* _WRITTEN PROBLEM_
Type out the material below exactly.

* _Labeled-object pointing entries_
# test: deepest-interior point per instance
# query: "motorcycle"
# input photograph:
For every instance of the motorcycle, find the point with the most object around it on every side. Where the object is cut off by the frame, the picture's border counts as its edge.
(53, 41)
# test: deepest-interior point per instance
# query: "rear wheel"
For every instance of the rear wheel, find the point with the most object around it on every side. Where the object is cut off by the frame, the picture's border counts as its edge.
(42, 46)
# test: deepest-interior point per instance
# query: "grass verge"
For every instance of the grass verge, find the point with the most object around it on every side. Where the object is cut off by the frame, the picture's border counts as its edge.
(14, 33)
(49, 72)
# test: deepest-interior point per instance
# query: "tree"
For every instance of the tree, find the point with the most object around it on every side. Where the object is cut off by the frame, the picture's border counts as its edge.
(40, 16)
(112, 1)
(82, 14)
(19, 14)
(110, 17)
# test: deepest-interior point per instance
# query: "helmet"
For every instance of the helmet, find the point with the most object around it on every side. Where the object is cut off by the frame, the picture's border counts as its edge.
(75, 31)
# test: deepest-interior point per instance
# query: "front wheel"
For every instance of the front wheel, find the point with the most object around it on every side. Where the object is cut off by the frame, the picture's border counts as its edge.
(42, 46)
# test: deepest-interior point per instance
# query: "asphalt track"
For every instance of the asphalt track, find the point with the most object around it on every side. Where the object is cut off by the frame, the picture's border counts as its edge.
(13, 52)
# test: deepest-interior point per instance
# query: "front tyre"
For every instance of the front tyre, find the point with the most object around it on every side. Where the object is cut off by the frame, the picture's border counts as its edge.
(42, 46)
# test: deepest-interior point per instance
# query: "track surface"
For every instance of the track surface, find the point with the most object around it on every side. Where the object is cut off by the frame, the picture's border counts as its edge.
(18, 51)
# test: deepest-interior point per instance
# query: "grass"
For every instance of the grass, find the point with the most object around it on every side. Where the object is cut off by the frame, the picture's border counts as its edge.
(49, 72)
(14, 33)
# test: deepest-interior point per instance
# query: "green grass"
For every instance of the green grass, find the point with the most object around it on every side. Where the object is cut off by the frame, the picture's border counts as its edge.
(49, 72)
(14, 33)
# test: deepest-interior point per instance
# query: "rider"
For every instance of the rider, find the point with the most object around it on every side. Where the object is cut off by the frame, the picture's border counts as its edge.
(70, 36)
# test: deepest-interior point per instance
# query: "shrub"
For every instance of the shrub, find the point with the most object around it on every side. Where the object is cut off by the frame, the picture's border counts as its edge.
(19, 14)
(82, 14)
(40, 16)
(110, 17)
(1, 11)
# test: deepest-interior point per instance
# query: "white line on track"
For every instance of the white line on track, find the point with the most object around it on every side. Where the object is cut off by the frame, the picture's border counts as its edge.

* _FINISHED ANSWER_
# test: deepest-interior point per instance
# query: "motorcycle"
# input photograph:
For every instance of the motorcycle, find the point with the most object around it on every side. Where the object is cut off by the frame, the picture's border counts as its edge.
(53, 41)
# test: deepest-interior point per instance
# query: "rear wheel"
For every instance of the rear wheel, find the point with the most object around it on every side. Where the object is cut off by the frame, the picture's border counts as its edge.
(42, 46)
# test: deepest-interior point per instance
# query: "grass verge"
For every instance of the grass verge, find the point with the most object around it on every side. Where the object is cut off by the frame, the picture's border counts as its edge.
(14, 33)
(49, 72)
# test: deepest-interior point per instance
# query: "tree"
For every instance of the tree, find the point with the most object around it on every side. Where the object is cut off by the frame, the picture's border counts as its edge.
(40, 16)
(112, 1)
(82, 14)
(19, 14)
(110, 17)
# test: deepest-interior point per instance
# query: "helmet"
For every instance of the helmet, find the point with the most object around it on every side. Where the object is cut off by the frame, the picture's border counts as its edge.
(75, 31)
# test: deepest-interior point per instance
# query: "front wheel"
For every instance of the front wheel, find the point with the most object around it on every side. Where the object is cut off by the frame, the picture's border counts as its edge.
(42, 46)
# test: deepest-interior point per instance
# query: "asphalt track"
For every instance of the asphalt track, find the point with the most object around it on every side. Where the object is cut off by the frame, the picture's border counts as its edge.
(13, 52)
# test: deepest-interior point per instance
# query: "front tyre"
For every instance of the front tyre, find the point with the most object around it on every side. Where the object is cut off by the frame, the picture's border counts as its edge.
(42, 46)
# test: deepest-interior point per instance
# query: "track surface"
For every instance of the track surface, find the point with the most object around it on every side. Where the object is cut off by the frame, the picture's border counts as its edge.
(18, 51)
# test: deepest-interior point per instance
# query: "grass"
For every instance of the grass, find the point with the most object around it on every side. Where the object is cut off by the frame, the picture's border counts as its edge.
(49, 72)
(14, 33)
# test: deepest-interior point per instance
# query: "green grass"
For every instance of the green grass, find the point with the most object around it on every side. Where the object is cut off by the frame, the picture's border counts as its edge.
(49, 72)
(14, 33)
# test: deepest-interior point per instance
# query: "rider"
For every instance of the rider, find the point with the most object around it on every side. Where the object is cut off by the frame, the picture's border counts as its edge.
(70, 36)
# test: deepest-interior point per instance
# query: "shrub"
For every instance of the shrub, find the point with the most object around it on every side. Where the object is cut off by the frame, the picture's border counts as its edge.
(19, 14)
(82, 14)
(40, 16)
(110, 17)
(1, 11)
# test: deepest-interior point per instance
# query: "white line on track"
For every instance of the white line on track, find the point with the most object around it on every side. Where the object is cut off by the frame, the picture's border counts as its edge.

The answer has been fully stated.